• 設問 1:
C. polycanthiの解説文に基づき、次の問いに答えなさい。
(a) C. polycanthiの和名は何か。
(b) Caligus canthidermisは、本種とどのような関係にあるとされているか。
(c) 今回の標本のうち、雌の体長は何mmであったか。
• 設問 2:
C. polycanthiの解説文で、報告のある宿主として挙げられているものを、括弧内の和名ですべて答えなさい。
• 設問 3:
C. polycanthiの解説文を、最後の文に続けて書き進めなさい。

• 抜粋本文:

* * * * * * *

アミモンガラのCaligus polycanthi ウオジラミ科(Caligidae)の一種
アミモンガラ魚類から得られたカイアシ類、2個体の標本を中野光様より頂きました(Fig. 1, 2)。水族館にてアミモンガラを淡水浴して脱離した個体とのことです。筆者はこれをウオジラミ科(Caligidae)の一種、Caligus polycanthi Gnanamuthu, 1950と同定しました(後述)。Caligus canthidermis Yamaguti & Yamasu, 1959は本種のシノニムです(Lin & Ho 1997)。標本の2個体は、雌雄1個体ずつです。ウオジラミは宿主からは、雄を得られにくいので(詳しくは記事 No. 30)、今回はラッキーでした。淡水浴ということで寄生部位は不明ですが、中野光様が別に得たアミモンガラの臀鰭からウオジラミを見つけています。宿主特異性を考えると、このウオジラミはC. polycanthiかもしれません。報告では、寄生部位は体表と口腔ですが(Yamaguti & Yamasu 1959;Shiino 1959;Ho 1966)、Ho(1966)は腹鰭と臀鰭から採れたとあるので、鰭によく寄生するのだと思います。ネットで検索してみると鰭に寄生しているC. polycanthiと思われる個体を見受けました。
C. polycanthiは和名「モンガラカワハギウオジラミ」です(長澤ら 2010)。モンガラカワハギ科の魚類に寄生することに因んでいます。一方で、コバンザメからも報告があるので(Pillai 1985)、モンガラカワハギ科のみが宿主ではないようです。日本、台湾、インドで出現します。報告のある宿主を以下にあげます。[ ] 内に文献を記します。
- ・Aluterus scriptus(ソウシハギ)[Ho 1966;長澤ら 2010]
- ・Canthidermis maculata(アミモンガラ)[Gnanamuthu 1950; Yamaguti & Yamasu 1959]
- ・Echeneis sp.(コバンザメの一種)[Pillai 1985]
- ・Pseudobalistes fuscus(イソモンガラ)[Shiino 1959]
体長は、雌5.44 mm、雄5.90 mmでした。報告では雌2.51-4.9 mm、雄2.20-3.72 mmとあります(Gnanamuthu 1950, Yamaguti & Yamasu 1959;Shiino 1959;Ho 1966;Pillai 1985)。報告にある体長よりも大きいです。
C. polycanthiは3つの独特な形質をもちます(Lin & Ho 1997)。すなわち、①postmaxillary processがあること(Fig. 3)、②sternal noduleがあること(Fig. 4, 5)、③第1胸脚外肢の末端節の棘の内側に微細な毛、外側に薄膜があることです(Fig. 6)(ウオジラミの体制は過去の記事No. 38を参照)。ただし、postmaxillary processはC. amblygenitalisとC. planktonisで見つかっています(Pillai 1985)。
口のすぐ近く、postoral processのそばに本種の特徴のひとつpostmaxillary processがある。以降のFigのC. polycanthiは乳酸透明化してある。

* * * * * * *

• 提示資料:
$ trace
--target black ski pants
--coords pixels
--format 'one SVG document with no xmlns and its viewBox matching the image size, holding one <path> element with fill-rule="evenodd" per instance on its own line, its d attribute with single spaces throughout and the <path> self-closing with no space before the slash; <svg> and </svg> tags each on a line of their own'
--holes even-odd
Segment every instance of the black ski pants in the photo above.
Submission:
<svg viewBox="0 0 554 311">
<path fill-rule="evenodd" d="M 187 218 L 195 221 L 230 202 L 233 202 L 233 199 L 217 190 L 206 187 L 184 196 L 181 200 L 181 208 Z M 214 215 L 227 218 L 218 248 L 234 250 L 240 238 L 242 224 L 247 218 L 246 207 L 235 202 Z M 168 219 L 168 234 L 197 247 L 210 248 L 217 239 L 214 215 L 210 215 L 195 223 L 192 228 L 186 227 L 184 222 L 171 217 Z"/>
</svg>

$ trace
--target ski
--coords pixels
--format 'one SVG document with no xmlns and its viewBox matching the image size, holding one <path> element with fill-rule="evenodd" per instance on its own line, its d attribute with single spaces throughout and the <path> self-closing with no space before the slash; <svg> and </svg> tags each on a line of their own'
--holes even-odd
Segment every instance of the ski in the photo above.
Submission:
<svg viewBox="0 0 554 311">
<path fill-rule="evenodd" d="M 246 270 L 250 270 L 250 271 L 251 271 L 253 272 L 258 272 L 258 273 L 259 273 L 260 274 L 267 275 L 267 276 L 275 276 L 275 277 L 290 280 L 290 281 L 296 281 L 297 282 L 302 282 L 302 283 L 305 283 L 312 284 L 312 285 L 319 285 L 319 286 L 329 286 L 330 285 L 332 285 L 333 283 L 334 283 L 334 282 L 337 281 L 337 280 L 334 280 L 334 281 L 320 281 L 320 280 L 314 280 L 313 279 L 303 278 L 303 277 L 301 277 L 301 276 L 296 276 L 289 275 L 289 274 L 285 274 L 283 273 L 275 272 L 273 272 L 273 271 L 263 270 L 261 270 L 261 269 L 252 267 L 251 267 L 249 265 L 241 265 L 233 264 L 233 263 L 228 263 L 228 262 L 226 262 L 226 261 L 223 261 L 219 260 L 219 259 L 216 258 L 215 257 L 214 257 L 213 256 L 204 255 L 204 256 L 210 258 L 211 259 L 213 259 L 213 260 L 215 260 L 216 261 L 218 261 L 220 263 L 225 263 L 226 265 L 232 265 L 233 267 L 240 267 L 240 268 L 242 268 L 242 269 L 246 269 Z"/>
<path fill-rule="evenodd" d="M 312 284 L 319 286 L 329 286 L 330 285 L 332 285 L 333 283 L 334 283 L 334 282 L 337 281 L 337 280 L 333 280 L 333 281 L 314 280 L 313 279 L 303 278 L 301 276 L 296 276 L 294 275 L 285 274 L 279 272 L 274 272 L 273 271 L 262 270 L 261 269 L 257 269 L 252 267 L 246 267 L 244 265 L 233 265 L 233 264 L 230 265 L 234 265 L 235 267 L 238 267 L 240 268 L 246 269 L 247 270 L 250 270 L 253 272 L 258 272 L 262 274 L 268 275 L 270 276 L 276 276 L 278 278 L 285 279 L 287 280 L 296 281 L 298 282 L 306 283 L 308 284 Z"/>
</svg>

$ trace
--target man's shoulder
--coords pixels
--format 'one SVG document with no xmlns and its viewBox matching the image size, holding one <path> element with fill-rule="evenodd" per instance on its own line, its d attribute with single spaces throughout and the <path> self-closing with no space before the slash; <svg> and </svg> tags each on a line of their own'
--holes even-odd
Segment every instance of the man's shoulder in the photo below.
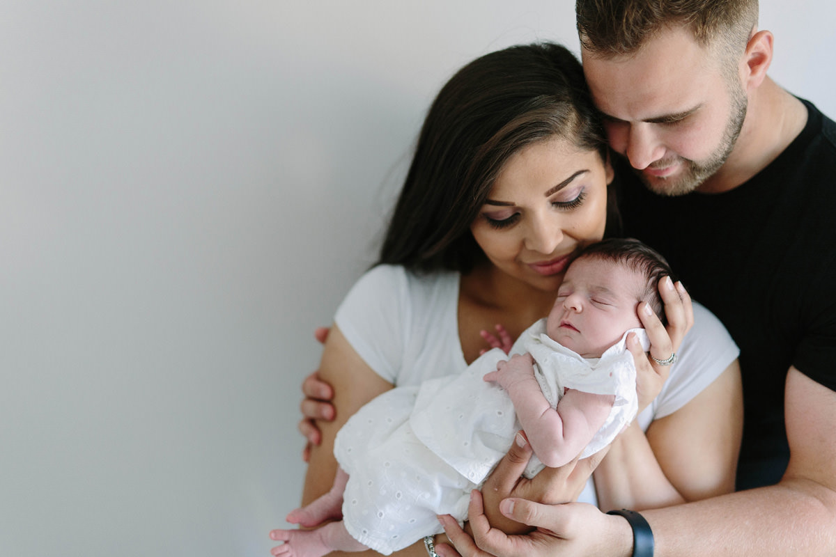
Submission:
<svg viewBox="0 0 836 557">
<path fill-rule="evenodd" d="M 813 133 L 814 134 L 820 134 L 821 137 L 824 139 L 826 147 L 836 151 L 836 122 L 810 101 L 804 99 L 799 99 L 799 100 L 807 107 L 809 123 L 814 126 Z"/>
</svg>

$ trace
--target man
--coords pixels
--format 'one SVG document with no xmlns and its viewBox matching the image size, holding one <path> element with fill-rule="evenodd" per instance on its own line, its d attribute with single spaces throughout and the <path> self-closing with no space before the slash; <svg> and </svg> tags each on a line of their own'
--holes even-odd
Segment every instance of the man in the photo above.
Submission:
<svg viewBox="0 0 836 557">
<path fill-rule="evenodd" d="M 668 257 L 741 348 L 739 491 L 642 511 L 655 553 L 641 517 L 576 504 L 503 503 L 553 533 L 522 543 L 472 514 L 477 541 L 502 555 L 836 555 L 836 124 L 767 75 L 757 0 L 576 9 L 584 73 L 624 158 L 624 231 Z"/>
</svg>

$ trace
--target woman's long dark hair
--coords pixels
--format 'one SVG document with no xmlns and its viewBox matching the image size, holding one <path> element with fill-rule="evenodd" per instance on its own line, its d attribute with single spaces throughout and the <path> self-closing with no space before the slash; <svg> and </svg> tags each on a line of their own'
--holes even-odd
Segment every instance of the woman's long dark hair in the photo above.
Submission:
<svg viewBox="0 0 836 557">
<path fill-rule="evenodd" d="M 552 137 L 606 159 L 580 63 L 565 48 L 511 47 L 460 69 L 430 107 L 378 263 L 470 271 L 485 256 L 470 226 L 500 170 Z"/>
</svg>

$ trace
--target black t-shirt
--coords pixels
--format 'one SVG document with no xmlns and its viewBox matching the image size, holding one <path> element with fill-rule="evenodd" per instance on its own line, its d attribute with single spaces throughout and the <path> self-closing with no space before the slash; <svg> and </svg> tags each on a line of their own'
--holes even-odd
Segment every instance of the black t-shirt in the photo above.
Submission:
<svg viewBox="0 0 836 557">
<path fill-rule="evenodd" d="M 798 137 L 726 193 L 655 195 L 617 164 L 624 234 L 659 250 L 741 349 L 738 489 L 786 470 L 790 366 L 836 390 L 836 124 L 803 102 Z"/>
</svg>

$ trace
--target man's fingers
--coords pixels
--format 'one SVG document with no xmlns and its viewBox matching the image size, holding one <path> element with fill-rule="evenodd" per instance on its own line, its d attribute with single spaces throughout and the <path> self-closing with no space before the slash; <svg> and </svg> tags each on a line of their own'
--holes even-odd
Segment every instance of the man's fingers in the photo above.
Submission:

* * * * * * *

• 解答欄 1:
(a) モンガラカワハギウオジラミ
(b) 本種のシノニム
(c) 5.44 mm

• 解答欄 2:
ソウシハギ、アミモンガラ、コバンザメの一種、イソモンガラ

• 解答欄 3:
Boxshall(2018)とOhtsuka & Boxshall(2019)はCaligus属を6つのspecies-groupに分けました。C. bonito-group、C. confusus-group、C. diaphanus-group、C. macarovi-group、C. productus-group、C. pseudorhombi-groupです。各グループの特徴については過去の記事No. 28を参照して下さい。今回のC. polycanthiは第4胸脚が3節(外肢2節)で構成し、末端節の棘が3本だったため(Fig. 7)、C. macarovi-groupだと分類できました。Boxshall(2018)でもC. polycanthiをC. macarovi-groupに分けています。以前に筆者はC. macarovi-groupの種、Caligus macarovi(記事 No. 29)とCaligus orientalis(記事 No. 32)を観察しています。それぞれ、サンマに寄生しているところ、東京湾でのプランクトン採集から得ました。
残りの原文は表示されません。